**Document section**
ABSTRACT
For significant oil spills in remote areas with complex shoreline geometry, apportioning Shoreline Cleanup Assessment Technique (SCAT) survey effort is a complicated and difficult task. Aerial surveys are often used to select shoreline areas for ground survey after an initial prioritization based upon anecdotal reports or trajectory models, but aerial observers may have difficulty locating cryptic surface shoreline oiling in vegetated or other complex environments. In dynamic beach environments, stranded shoreline oiling may be rapidly buried, making aerial observation difficult. A machine learning-based model is presented for estimating shoreline oiling probabilities via satellite-derived surface oil analysis products, wind summary data, and shoreline habitat type and geometry data. These inputs are increasingly available at spatial and temporal scales sufficient for tactical use, enabling model predictions to be generated within hours after satellite remote sensing products are available.
The model was constructed using SCAT data from the Deepwater Horizon oil spill, satellite-derived surface oil analysis products generated during the spill by NOAA's National Environmental Satellite, Data, and Information Service (NESDIS) using a variety of satellite platforms of opportunity, and available shoreline geometry, character, and other preexisting data. The model involves the generation of set of spatial indices of relative over-water proximity of surface oil slicks based upon the satellite-derived analysis products. The model then uses boosted regression trees (BRT), a flexible and relatively recently developed modeling methodology, to generate calibrated estimates of probability of subsequent shoreline oiling based upon these indices, wind climatological data over the time period of interest, and other shoreline data. The model can be implemented via data preparation in any Geographic Information System (GIS) software coupled with the open-source statistical computing language, R. The model is entirely probabilistic and makes no attempt to reproduce the physics of oil moving through the environment, as do trajectory models. It is best used in concert with such models to make estimates at different spatial scales, or when time and data requirements make implementation of fine-scale trajectory modeling impractical for tactical use. The details of model development implementation and assessments of model performance and limitations are presented.

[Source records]
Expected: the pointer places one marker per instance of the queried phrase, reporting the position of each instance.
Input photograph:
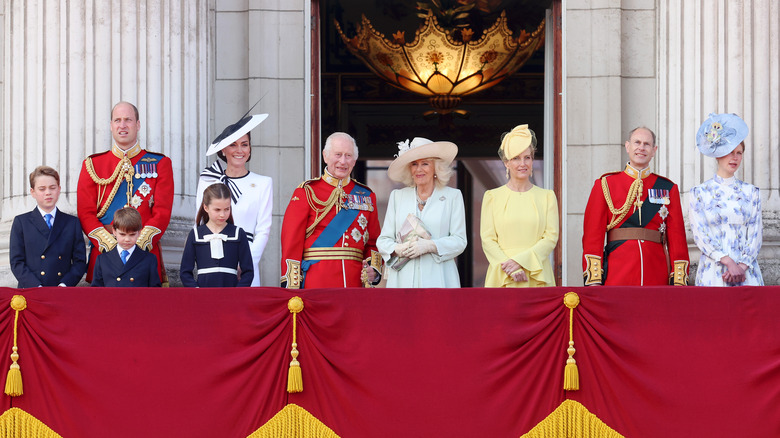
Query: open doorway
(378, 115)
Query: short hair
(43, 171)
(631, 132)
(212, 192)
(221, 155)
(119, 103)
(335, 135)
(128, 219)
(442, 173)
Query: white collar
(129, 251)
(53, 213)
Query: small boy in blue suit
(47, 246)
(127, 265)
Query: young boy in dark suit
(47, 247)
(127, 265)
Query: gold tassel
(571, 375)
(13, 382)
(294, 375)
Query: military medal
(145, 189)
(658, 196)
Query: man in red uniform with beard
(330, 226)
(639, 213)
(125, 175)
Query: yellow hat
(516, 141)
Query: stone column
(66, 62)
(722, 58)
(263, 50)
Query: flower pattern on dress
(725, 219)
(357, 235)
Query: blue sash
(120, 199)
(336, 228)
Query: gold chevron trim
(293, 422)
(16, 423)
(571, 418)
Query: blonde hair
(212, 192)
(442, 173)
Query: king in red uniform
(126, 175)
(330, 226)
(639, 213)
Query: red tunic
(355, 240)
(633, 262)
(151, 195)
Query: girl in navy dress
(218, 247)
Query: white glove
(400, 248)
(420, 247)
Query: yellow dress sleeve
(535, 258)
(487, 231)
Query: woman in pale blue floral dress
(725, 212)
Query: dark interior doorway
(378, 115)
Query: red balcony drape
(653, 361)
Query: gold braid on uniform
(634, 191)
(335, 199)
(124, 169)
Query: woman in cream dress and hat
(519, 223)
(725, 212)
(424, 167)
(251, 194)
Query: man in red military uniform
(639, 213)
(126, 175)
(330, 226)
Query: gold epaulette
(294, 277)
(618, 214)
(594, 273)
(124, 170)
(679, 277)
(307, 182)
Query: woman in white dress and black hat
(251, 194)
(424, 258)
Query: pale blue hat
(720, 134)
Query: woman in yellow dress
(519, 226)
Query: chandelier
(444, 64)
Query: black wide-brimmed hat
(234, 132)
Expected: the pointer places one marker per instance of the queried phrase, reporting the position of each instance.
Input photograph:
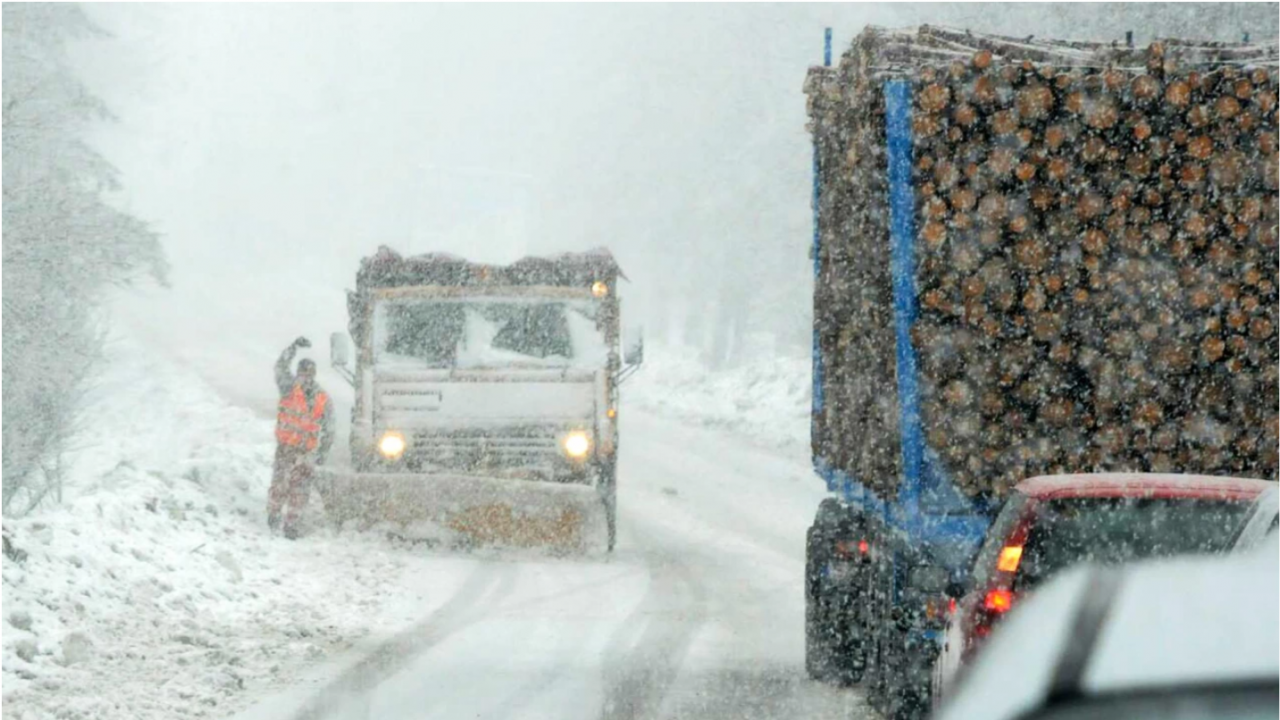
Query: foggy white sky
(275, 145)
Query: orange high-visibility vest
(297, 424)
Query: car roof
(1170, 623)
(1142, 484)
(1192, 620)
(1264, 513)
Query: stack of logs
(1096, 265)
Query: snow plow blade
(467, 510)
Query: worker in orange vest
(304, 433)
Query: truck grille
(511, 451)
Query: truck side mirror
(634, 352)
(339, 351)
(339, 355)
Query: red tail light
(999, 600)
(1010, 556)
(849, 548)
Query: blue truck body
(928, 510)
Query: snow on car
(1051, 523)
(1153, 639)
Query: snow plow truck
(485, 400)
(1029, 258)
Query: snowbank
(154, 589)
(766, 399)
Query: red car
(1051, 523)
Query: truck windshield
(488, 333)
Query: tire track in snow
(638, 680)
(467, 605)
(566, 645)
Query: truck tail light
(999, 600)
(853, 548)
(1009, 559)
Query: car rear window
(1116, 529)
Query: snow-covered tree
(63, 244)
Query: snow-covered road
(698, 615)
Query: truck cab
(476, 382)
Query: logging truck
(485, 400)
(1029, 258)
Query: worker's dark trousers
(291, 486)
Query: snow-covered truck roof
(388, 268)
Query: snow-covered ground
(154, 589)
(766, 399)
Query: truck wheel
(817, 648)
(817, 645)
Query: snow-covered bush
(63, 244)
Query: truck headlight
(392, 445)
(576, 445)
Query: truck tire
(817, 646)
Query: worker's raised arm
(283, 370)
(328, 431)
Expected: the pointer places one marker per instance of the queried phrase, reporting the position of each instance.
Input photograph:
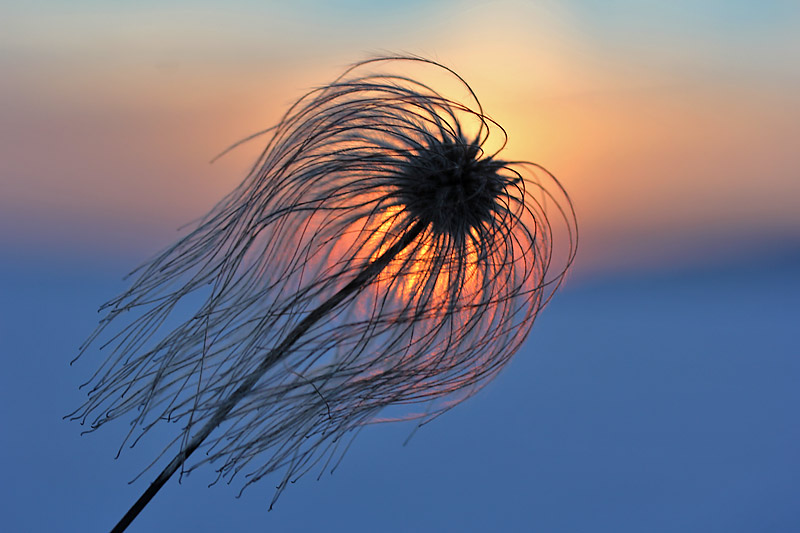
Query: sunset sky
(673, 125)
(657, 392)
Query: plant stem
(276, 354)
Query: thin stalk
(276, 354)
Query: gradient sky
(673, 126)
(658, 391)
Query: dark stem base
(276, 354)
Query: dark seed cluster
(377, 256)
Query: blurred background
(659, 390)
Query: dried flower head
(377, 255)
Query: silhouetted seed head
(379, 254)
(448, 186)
--
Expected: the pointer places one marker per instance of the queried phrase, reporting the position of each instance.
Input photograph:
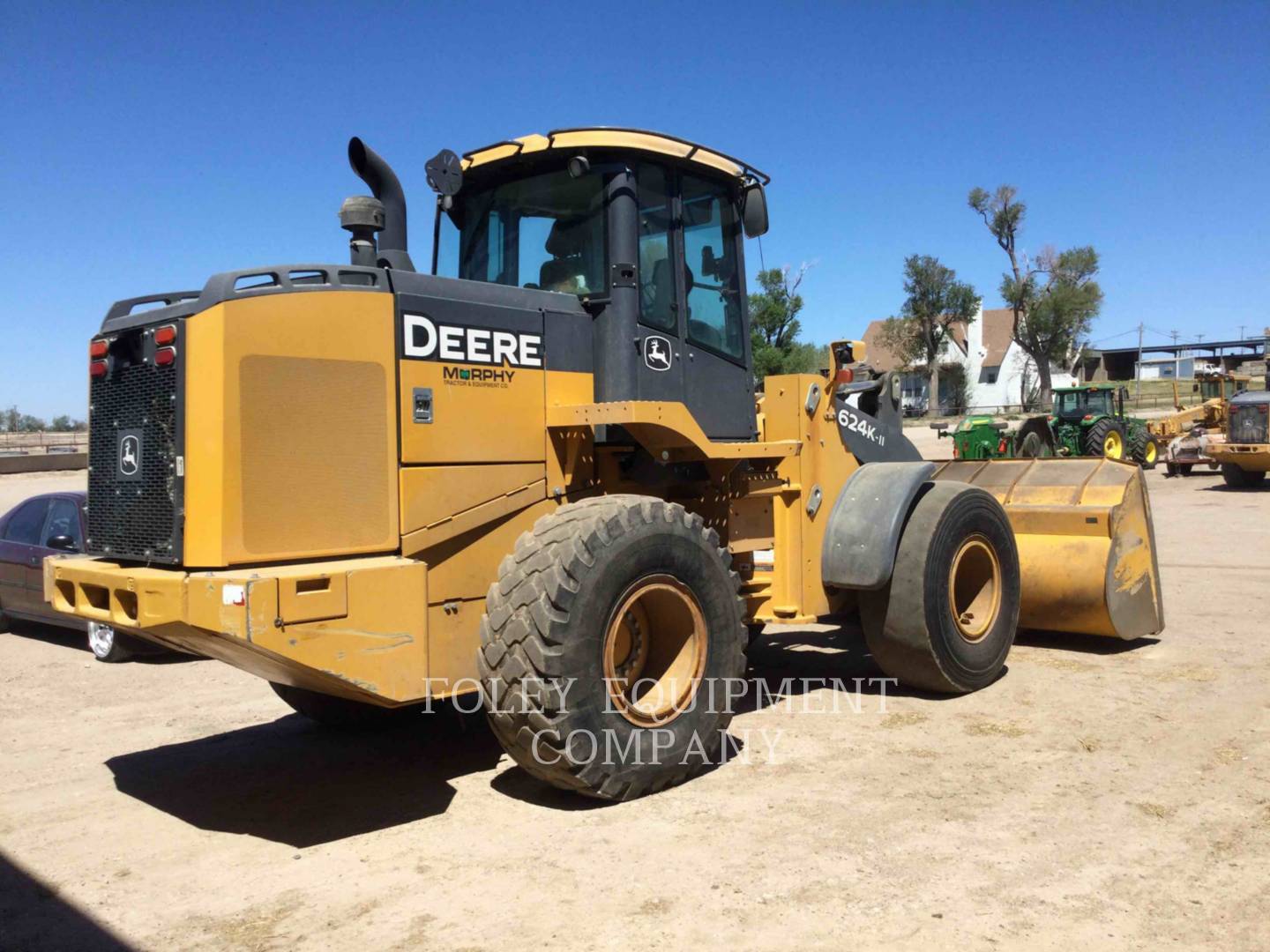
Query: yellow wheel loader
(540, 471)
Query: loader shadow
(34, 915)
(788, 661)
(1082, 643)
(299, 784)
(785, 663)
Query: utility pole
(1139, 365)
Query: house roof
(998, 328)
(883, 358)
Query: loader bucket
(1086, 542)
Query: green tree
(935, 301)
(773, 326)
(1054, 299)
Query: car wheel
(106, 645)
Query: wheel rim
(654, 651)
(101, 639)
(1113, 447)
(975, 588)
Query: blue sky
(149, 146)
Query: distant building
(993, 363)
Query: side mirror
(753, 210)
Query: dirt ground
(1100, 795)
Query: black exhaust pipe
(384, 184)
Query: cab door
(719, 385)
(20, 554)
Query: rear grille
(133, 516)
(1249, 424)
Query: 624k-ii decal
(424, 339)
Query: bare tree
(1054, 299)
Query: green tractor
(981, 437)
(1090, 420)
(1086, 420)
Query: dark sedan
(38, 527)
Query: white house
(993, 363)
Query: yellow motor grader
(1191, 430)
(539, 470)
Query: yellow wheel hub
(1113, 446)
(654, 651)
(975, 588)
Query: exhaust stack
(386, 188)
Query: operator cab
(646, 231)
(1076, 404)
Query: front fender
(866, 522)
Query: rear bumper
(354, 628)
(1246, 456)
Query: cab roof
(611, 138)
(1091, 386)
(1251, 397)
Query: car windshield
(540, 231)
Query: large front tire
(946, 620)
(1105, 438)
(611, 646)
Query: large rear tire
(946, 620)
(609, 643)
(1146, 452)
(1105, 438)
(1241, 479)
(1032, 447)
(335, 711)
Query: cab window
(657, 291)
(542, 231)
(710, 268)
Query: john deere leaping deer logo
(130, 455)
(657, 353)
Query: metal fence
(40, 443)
--
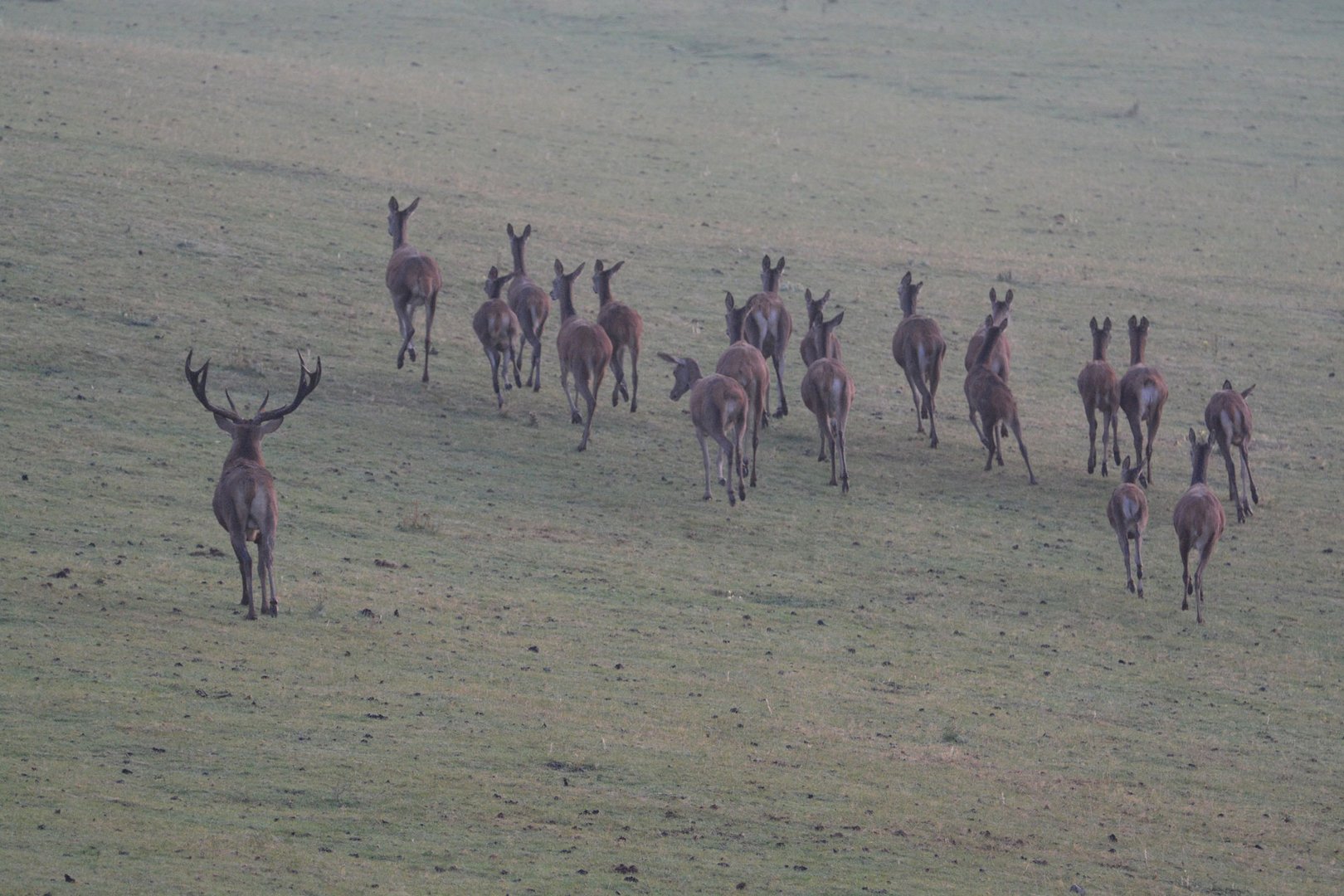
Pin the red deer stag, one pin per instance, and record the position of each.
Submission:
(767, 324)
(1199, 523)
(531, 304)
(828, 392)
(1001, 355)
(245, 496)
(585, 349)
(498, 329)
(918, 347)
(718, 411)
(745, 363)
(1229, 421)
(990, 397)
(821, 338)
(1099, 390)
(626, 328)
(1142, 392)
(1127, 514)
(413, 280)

**Stated problem 1**
From the oil spill abstract, list each abbreviation it gives in parentheses after a spelled-out name, along with that full name.
**Stated problem 2**
Return every line of the entries that contains the word "doorway".
The oil spill abstract and the entries are separate, unrelated material.

**Written response 1**
SCAT: Shoreline Cleanup Assessment Technique
NESDIS: National Environmental Satellite, Data, and Information Service
BRT: boosted regression trees
GIS: Geographic Information System

**Written response 2**
Query: open doorway
Query: dark interior doorway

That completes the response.